◆ TEXT SECTION:
- Opening Delimiter -

These guidelines do not apply to critically ill patients or to patients at risk of refeeding syndrome. For refeeding syndrome please see Policy for prevention and management of refeeding syndrome in adults

Aetiology

Note - most patients with hypophosphataemia will have refeeding syndrome

1.    Reduced phosphorus intake:

  • TPN without phosphorus supplement
  • impaired intake, absorption or activation of Vitamin D
  • overuse of phosphate-binding antacids eg calcium carbonate, calcium acetate, aluminium hydroxide

2.    Redistribution of phosphorus from extracellular fluid (ECF) into bone, soft tissues or intracellular fluid (ICF):

  • diabetic ketoacidosis
  • hyperosmolar non-ketotic coma
  • alcohol withdrawal

3.    Increased renal elimination:

  • primary hyperparathyroidism
  • diuretics
  • acute renal failure with loss of tubular reabsorptive capacity
Risk Factors for refeeding syndrome (refer to guidance on refeeding syndrome as above)

- Closing Delimiter -

◆ PROBLEMS TO SOLVE:
1. To which patients do the hypophosphataemia guidelines state that they do not apply?
2. Carry on the hypophosphataemia guidelines from their final line.

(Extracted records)
- Opening Delimiter -

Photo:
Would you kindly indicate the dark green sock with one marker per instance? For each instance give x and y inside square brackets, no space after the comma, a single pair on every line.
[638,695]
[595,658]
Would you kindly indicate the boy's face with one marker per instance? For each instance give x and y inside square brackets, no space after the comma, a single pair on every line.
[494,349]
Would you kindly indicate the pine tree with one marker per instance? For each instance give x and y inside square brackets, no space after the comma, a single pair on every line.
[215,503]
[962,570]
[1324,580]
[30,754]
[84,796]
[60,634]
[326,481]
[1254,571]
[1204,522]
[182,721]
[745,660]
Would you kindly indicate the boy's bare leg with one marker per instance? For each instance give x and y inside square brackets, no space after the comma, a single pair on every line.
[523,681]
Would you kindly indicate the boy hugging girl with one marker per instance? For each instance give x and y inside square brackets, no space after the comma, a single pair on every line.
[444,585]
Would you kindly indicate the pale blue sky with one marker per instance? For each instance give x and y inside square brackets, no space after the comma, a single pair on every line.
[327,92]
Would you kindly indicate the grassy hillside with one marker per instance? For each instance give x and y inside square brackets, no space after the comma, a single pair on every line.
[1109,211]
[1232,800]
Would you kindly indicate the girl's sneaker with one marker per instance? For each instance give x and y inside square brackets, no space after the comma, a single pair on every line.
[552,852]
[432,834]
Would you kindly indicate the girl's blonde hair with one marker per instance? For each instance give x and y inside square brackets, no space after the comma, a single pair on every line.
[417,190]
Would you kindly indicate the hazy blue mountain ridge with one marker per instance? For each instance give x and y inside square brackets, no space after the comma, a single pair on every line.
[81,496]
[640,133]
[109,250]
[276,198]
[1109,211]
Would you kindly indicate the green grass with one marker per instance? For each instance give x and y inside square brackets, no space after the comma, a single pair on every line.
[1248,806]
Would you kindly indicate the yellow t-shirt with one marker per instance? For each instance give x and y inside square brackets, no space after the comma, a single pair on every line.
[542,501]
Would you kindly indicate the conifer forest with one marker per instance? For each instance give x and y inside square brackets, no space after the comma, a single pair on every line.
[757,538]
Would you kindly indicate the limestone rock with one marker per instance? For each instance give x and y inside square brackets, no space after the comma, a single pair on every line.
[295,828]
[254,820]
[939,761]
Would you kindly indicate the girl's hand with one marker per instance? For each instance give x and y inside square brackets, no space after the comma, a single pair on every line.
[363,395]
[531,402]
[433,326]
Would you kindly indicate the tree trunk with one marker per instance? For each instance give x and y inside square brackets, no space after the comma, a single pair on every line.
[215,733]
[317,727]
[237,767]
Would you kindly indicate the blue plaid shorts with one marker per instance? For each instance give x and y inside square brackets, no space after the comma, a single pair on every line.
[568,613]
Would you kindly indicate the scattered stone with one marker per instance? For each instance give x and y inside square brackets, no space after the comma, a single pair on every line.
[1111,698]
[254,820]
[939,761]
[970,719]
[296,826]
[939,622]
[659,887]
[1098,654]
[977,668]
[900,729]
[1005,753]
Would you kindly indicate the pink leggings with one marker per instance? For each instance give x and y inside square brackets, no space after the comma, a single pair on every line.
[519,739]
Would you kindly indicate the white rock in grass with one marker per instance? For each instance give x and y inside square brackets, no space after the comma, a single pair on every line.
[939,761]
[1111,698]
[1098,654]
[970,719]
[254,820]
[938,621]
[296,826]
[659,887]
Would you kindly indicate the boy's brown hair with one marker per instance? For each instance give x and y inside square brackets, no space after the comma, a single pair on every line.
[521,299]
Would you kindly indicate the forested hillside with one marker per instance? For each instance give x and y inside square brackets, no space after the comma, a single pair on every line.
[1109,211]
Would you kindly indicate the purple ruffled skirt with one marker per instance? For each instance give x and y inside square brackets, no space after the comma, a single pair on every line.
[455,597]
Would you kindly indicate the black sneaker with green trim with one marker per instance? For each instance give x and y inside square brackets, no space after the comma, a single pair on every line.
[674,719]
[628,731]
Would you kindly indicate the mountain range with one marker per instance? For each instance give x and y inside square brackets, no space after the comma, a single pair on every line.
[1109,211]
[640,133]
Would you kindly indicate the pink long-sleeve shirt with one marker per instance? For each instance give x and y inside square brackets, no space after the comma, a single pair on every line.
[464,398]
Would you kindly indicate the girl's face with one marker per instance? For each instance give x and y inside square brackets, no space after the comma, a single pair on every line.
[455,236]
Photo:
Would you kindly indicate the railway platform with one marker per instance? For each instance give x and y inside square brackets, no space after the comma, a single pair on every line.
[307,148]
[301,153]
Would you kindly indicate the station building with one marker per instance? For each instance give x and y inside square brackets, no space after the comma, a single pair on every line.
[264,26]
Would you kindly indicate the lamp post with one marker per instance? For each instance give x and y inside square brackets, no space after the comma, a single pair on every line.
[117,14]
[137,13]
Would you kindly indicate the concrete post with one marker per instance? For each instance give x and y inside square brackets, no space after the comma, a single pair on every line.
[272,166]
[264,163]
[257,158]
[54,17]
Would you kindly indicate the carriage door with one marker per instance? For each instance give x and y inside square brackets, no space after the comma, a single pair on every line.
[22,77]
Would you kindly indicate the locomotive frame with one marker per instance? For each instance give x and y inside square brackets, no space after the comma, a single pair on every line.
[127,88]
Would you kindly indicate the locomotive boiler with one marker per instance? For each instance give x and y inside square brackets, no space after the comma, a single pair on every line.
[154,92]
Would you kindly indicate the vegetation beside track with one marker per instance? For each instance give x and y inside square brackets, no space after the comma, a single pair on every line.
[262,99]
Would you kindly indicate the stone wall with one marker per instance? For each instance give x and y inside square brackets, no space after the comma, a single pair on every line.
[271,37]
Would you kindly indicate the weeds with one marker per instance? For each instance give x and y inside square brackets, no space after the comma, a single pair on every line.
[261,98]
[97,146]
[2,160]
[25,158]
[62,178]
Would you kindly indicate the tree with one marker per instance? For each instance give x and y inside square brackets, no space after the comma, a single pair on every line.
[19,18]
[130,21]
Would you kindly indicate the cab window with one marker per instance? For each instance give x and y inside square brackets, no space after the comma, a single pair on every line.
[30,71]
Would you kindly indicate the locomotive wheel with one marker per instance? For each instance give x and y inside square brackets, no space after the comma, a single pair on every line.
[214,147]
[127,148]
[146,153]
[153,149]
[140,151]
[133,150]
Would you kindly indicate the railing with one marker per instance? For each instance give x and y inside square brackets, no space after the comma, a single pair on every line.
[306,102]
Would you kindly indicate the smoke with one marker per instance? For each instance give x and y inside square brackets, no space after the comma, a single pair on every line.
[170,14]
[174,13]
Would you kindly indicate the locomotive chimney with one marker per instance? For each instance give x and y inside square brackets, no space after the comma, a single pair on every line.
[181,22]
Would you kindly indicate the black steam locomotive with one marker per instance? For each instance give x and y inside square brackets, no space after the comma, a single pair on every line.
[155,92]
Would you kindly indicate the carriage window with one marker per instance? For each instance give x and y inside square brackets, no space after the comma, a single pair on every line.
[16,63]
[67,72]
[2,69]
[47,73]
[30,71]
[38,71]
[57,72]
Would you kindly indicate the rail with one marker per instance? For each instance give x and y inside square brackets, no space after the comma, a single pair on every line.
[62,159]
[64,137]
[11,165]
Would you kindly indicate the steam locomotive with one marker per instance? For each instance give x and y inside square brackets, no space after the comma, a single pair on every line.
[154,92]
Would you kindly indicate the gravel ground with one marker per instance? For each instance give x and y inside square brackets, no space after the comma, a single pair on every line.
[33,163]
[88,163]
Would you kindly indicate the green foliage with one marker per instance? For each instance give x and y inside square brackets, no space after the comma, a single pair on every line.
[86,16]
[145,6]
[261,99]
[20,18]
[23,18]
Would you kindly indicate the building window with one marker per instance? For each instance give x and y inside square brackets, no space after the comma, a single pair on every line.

- Closing Delimiter -

◆ SOLVED PROBLEMS:
1. They do not apply to critically ill patients or to patients at risk of refeeding syndrome.

2.
Patients with any of the following:

  • BMI <16kg/m²
  • Unintentional weight loss >15% within the last 3 to 6 months
  • Little or no nutritional intake for more than 10 days
  • Low levels of potassium or phosphate or magnesium prior to feeding.

Patients with 2 or more of the following:

  • BMI <18·5 kg/m²
  • Unintentional weight loss >10% within the last 3 to 6 months
  • Little or no nutritional intake for more than 5 days
  • A history of alcohol abuse or drugs including insulin, chemotherapy, antacids or diuretics.

Patients with normal pre-feeding levels of potassium, magnesium and phosphate can still be at risk of refeeding syndrome. Refeeding syndrome can occur in patients fed orally, enterally or parenterally. It is less likely to occur in those fed orally since starvation is usually accompanied by a reduction in appetite however caution should be taken when prescribing oral nutritional supplements.

Clinical Features (usually only evident with phosphates below 0•3; if this is the case consider refeeding)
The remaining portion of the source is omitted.